### BRIEF
Transcribe the portion of the pigeon-theft thread starting at "## snake08 (Jan" and ending at "support that argument?".

### PASSAGE GIVEN
>>>>>
# How do you feel about pigeon-theft?



## snake08 (Jan 21, 2008)

Pigeon fanciers,

I am conducting a persuasive speech within the coming weeks and need your input. It is not going to be national or anything, but rather a speech for my COMM 1101 course and need opinions to support it the best that I can. 


*SORRY THERE IS A CHANGE IN QUESTION.....IGNORE THE THREAD QUESTION...*

If I was to argue in making the hobby of PIGEON KEEPING legal, what are some inputs and ideas that you can offer to support that argument? 

Thank you. 

Na


----------



## Grimaldy (Feb 25, 2007)

Hi snake,

It is not really very clear what your question is.

If you are asking us how we feel about crime, because that is exactly what stealing is about, the answer I should think is self-evident and obvious. Thieves should be hung up by their thumbs.

If you are asking us about the practice of cutting the band off a registered pigeon and trying to keep it, same answer. The pigeon usually goes home anyway so it is a waste of time.

Anyway, I assume you probably own some property, perhaps a car or some valuable clothing yourself. How do you feel about someone stealing that? (Are you a real college student or just a joker?)


----------



## Crazy Pete (Nov 13, 2008)

Read the blogs on David Clausing.com even the FBI got in on it. If your birds are worth $10 who cares, I have several thousand $ in my birds, the thief better hope the cops find them befor i do.
Dave


----------



## g0ldenb0y55 (Dec 23, 2008)

The cops will not waste their time on car theft let alone stolen pigeons. At least that's the case around here. Someone had broken into my car and took my stereo system, I filed a report with the police and asked the cop to be honest with me about what is going to happen with the investigation of my stolen property and guess what he said......I quote "sir to be honest there are a lot more serious issues going around here and finding a stolen stereo system is not one of them" so I said thanks for being honest and walked away. If I continued to follow up on my case then maybe they would have done more but I seriously doubt that they would waste their time because no one was shot or killed. I was very upset that whole day thinking that I pay taxes to support a crapy law enforcement system like we have. If I shot the guy who stole my stereo system then I would be the one going to jail! They would be on me like white on rice! Go figure....lol.


----------



## spirit wings (Mar 29, 2008)

How do I feel about pigeon theft?...ummm.....it's bad.


----------



## LUCKYT (Jan 17, 2009)

I am APPALED! I do not think we should allow any pigeons to STEAL! it would only hurt our efforts to improve their image!..... OH, You mean someone stealing your birds! SORRY. Dave...


----------



## g0ldenb0y55 (Dec 23, 2008)

Dave - you are too much bro!Lol....I want whatever you had today!


----------



## LUCKYT (Jan 17, 2009)
<<<<<
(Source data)
>>>>>
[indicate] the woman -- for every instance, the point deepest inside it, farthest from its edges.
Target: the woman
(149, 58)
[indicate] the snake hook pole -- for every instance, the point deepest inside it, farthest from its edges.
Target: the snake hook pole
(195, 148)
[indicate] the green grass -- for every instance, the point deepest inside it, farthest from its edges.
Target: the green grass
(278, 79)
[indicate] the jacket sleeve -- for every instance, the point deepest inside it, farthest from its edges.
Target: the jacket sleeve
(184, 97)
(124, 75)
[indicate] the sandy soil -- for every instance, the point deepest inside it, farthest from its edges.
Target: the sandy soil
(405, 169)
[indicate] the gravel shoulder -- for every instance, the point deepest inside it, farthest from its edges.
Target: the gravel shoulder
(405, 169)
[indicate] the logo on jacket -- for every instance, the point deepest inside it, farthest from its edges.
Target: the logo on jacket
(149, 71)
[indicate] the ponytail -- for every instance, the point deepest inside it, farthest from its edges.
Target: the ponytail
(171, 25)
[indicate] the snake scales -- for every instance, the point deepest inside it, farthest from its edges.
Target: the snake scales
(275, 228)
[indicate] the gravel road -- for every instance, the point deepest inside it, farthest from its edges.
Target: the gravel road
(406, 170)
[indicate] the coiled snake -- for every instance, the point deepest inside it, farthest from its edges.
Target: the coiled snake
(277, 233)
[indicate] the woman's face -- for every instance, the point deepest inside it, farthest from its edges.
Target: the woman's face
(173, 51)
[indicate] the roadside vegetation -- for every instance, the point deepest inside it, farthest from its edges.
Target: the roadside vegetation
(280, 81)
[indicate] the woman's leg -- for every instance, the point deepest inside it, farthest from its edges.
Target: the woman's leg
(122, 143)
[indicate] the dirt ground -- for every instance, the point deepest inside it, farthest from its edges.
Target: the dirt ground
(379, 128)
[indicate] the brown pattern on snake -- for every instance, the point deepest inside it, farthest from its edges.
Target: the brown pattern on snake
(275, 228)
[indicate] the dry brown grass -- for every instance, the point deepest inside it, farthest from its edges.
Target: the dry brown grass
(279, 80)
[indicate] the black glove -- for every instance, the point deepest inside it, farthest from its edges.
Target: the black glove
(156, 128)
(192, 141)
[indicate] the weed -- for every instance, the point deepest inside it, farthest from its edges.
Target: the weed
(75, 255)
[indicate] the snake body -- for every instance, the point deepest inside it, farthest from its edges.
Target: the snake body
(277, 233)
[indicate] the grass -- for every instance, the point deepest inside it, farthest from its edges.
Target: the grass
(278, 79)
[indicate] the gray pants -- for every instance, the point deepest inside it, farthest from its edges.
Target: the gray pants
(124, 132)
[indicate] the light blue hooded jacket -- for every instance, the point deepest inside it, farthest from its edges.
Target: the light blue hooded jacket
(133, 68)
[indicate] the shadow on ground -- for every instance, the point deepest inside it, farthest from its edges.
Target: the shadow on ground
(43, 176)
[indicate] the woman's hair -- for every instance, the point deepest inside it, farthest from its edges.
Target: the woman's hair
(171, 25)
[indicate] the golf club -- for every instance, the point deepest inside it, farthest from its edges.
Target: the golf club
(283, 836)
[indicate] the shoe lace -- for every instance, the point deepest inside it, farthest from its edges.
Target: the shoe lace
<<<<<
### FULL RESPONSE
## snake08 (Jan 21, 2008)

Pigeon fanciers,

I am conducting a persuasive speech within the coming weeks and need your input. It is not going to be national or anything, but rather a speech for my COMM 1101 course and need opinions to support it the best that I can. 


*SORRY THERE IS A CHANGE IN QUESTION.....IGNORE THE THREAD QUESTION...*

If I was to argue in making the hobby of PIGEON KEEPING legal, what are some inputs and ideas that you can offer to support that argument?